### WHAT YOU HAVE TO DO
Copy the records below exactly as they are written.

### EXERCISE INPUTS
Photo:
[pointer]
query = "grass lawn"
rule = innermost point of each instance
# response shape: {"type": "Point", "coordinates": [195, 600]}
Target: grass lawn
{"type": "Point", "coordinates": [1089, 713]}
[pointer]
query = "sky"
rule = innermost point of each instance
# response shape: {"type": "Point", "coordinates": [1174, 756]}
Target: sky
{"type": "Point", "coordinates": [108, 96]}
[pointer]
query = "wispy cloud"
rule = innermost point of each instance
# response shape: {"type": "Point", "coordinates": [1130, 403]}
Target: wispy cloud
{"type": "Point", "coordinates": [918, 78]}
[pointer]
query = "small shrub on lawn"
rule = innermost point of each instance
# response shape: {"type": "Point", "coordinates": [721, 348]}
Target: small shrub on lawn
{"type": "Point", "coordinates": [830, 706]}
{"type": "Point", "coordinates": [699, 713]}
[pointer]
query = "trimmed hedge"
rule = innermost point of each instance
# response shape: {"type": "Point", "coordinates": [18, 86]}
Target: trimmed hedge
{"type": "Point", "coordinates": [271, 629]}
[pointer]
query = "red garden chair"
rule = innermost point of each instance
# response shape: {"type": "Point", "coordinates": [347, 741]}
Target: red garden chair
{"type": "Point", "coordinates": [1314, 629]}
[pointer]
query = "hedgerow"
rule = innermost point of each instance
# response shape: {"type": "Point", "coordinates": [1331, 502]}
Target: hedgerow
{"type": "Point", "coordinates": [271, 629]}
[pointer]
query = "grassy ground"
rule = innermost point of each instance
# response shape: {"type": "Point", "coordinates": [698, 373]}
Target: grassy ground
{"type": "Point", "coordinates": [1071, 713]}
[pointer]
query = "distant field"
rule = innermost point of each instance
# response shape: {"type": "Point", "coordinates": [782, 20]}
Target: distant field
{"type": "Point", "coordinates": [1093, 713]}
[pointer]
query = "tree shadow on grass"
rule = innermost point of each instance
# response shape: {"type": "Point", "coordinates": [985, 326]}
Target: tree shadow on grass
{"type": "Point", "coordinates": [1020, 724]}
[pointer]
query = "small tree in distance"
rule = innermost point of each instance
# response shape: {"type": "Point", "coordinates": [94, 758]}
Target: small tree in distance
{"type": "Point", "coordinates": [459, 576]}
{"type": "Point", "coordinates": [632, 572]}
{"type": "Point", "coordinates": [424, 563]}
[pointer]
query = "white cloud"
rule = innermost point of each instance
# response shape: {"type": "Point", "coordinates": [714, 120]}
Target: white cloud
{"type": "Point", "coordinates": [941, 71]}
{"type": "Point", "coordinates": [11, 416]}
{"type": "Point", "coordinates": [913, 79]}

### EXERCISE ANSWER
Photo:
[pointer]
query = "grass lawn"
rule = innermost point of each instance
# response shape: {"type": "Point", "coordinates": [195, 600]}
Target: grass lawn
{"type": "Point", "coordinates": [1089, 713]}
[pointer]
query = "sky"
rule = innermost point of each instance
# response shape: {"type": "Point", "coordinates": [1174, 756]}
Target: sky
{"type": "Point", "coordinates": [108, 96]}
[pointer]
query = "wispy cloud"
rule = innermost point of each instance
# response shape: {"type": "Point", "coordinates": [1130, 403]}
Target: wispy cloud
{"type": "Point", "coordinates": [918, 78]}
[pointer]
query = "small shrub on lawn"
rule = innermost point of each instance
# response shape: {"type": "Point", "coordinates": [721, 348]}
Target: small shrub on lawn
{"type": "Point", "coordinates": [830, 706]}
{"type": "Point", "coordinates": [699, 713]}
[pointer]
query = "trimmed hedge"
rule = innermost point of each instance
# response shape: {"type": "Point", "coordinates": [18, 86]}
Target: trimmed hedge
{"type": "Point", "coordinates": [271, 629]}
[pointer]
query = "red garden chair"
rule = innermost point of each instance
# response shape: {"type": "Point", "coordinates": [347, 741]}
Target: red garden chair
{"type": "Point", "coordinates": [1314, 629]}
[pointer]
query = "hedgerow"
rule = innermost point of each instance
# response shape: {"type": "Point", "coordinates": [1331, 502]}
Target: hedgerow
{"type": "Point", "coordinates": [271, 629]}
[pointer]
query = "grassy ground"
rule = innermost point of each instance
# response shape: {"type": "Point", "coordinates": [698, 373]}
Target: grassy ground
{"type": "Point", "coordinates": [1071, 713]}
[pointer]
query = "distant field"
rule = innermost point of each instance
# response shape: {"type": "Point", "coordinates": [782, 20]}
Target: distant field
{"type": "Point", "coordinates": [1093, 713]}
[pointer]
query = "tree shadow on grass"
rule = innermost point of each instance
# response shape: {"type": "Point", "coordinates": [985, 326]}
Target: tree shadow on grass
{"type": "Point", "coordinates": [1020, 724]}
[pointer]
query = "small tree in distance"
rule = innermost point of each instance
# response shape: {"type": "Point", "coordinates": [94, 758]}
Target: small tree in distance
{"type": "Point", "coordinates": [459, 576]}
{"type": "Point", "coordinates": [632, 572]}
{"type": "Point", "coordinates": [424, 563]}
[pointer]
query = "white cloud"
rule = innermost point of each instance
# response shape: {"type": "Point", "coordinates": [714, 120]}
Target: white cloud
{"type": "Point", "coordinates": [941, 71]}
{"type": "Point", "coordinates": [11, 416]}
{"type": "Point", "coordinates": [913, 79]}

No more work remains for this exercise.